▸ Source material:

+---+

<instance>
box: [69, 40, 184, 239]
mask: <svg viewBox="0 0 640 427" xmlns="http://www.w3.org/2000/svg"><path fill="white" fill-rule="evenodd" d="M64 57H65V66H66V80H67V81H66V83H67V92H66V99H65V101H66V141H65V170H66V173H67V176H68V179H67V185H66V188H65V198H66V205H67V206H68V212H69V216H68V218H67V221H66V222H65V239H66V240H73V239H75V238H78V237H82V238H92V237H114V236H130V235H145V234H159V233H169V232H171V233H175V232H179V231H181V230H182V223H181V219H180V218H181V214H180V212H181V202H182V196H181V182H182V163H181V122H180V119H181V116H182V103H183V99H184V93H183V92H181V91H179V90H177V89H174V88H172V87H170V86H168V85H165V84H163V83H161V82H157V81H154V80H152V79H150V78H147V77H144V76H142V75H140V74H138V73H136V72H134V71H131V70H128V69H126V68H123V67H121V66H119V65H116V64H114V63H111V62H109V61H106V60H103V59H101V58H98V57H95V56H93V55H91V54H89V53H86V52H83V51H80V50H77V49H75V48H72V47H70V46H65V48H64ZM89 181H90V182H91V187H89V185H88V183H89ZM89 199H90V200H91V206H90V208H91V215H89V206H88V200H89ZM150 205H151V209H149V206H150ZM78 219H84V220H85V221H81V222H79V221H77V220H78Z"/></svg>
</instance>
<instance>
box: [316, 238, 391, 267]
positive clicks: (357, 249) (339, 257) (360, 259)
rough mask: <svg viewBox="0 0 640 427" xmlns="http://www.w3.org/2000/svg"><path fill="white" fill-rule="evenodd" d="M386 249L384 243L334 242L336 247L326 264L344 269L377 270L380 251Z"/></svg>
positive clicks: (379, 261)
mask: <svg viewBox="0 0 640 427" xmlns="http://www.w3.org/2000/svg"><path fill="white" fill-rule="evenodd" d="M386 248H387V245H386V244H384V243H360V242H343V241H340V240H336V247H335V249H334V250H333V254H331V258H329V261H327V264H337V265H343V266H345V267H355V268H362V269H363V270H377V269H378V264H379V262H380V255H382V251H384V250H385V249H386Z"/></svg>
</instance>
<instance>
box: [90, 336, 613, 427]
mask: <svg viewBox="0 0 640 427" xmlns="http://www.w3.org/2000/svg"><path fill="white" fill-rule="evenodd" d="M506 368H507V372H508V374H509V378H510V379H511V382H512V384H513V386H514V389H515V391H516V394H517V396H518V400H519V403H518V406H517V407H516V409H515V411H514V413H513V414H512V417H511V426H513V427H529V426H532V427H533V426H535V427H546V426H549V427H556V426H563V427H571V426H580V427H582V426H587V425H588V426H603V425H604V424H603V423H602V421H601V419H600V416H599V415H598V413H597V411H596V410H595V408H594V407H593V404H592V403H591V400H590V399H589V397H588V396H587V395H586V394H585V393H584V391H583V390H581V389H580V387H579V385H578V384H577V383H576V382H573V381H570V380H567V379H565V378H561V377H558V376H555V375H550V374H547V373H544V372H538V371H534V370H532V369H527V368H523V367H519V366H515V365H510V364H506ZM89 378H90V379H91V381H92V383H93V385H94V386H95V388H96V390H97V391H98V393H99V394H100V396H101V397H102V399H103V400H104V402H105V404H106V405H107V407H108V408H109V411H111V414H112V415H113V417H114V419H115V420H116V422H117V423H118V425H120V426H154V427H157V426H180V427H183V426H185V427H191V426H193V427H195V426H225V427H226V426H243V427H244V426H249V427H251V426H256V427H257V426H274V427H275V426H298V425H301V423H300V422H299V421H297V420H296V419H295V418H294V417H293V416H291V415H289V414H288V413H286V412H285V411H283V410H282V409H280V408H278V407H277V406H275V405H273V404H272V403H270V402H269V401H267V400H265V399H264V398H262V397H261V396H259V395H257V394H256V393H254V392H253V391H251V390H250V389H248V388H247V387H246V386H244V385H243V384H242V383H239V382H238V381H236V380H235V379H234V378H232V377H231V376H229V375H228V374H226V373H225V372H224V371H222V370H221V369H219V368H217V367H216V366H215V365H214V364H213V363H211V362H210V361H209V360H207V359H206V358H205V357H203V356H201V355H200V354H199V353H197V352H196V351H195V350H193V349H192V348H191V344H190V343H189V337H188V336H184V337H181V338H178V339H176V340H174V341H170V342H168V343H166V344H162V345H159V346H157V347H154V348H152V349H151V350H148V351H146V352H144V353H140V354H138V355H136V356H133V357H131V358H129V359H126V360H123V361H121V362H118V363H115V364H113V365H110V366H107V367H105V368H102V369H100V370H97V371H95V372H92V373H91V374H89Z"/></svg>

+---+

▸ Task item:
Find every line above that contains the word "clicks" and copy each one in full. Case counts.

▸ Solution for this exercise:
positive clicks: (357, 249) (339, 257) (360, 259)
positive clicks: (379, 261)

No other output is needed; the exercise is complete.